• _Reading passage_
★ ★ ★ ★ ★ ★ ★

The Teeter Totter of our Brains
How Left
v. Right Brain Dominance has Created our World
Post 3
0: The Primitive Era
In
the beginning . . ., maybe not that far back. Let’s look at the time between when
we developed language until the creation of the alphabet. We can call this the
Primitive Era. Our right brains were dominant. We were learning, figuring
things out. Our perception of our world was more global. I refer to this as the
zero era, the starting point.
We
became the humans we recognize as being human between 100,000 and 40,000 years
ago. This is when we developed into
Cro-Magnons. During this time, we must
have evolved from speaking a proto-language on sounds and rudimentary words to
a full blown language with a vocabulary, syntax and grammar. By 40,000 year ago, a spoken language was
intact and gave us an explosion of innovation including sharp stone tools,
needles, fishhooks, bows and arrows and rope. This is called the Great Leap
Forward. It must have been caused or at
least fully aided by the development and implementation of language.
While
we were still firmly in our right brains, the left brain came into its own with
the development of language. This was
the start of the rise of the left brain.

★ ★ ★ ★ ★ ★ ★

• _Aim_
Print the part of the post on brain dominance that opens with the words containing "The Teeter Totter" and closes with "the starting point.". The data that comes next has no connection to the post on brain dominance.

• _Data block_
★ ★ ★ ★ ★ ★ ★

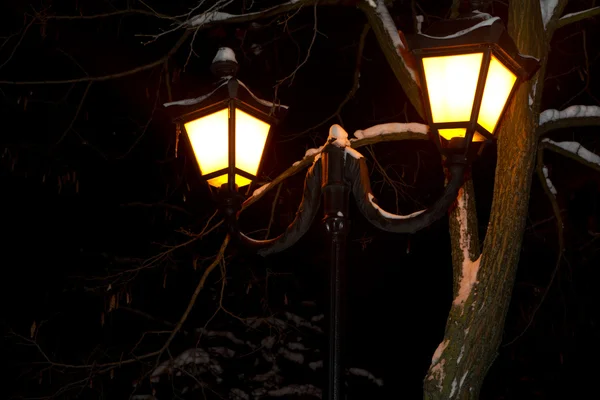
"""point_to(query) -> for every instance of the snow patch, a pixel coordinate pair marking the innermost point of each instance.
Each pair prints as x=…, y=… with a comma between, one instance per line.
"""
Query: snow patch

★ ★ ★ ★ ★ ★ ★

• _Answer for the task_
The Teeter Totter of our Brains
How Left
v. Right Brain Dominance has Created our World
Post 3
0: The Primitive Era
In
the beginning . . ., maybe not that far back. Let’s look at the time between when
we developed language until the creation of the alphabet. We can call this the
Primitive Era. Our right brains were dominant. We were learning, figuring
things out. Our perception of our world was more global. I refer to this as the
zero era, the starting point.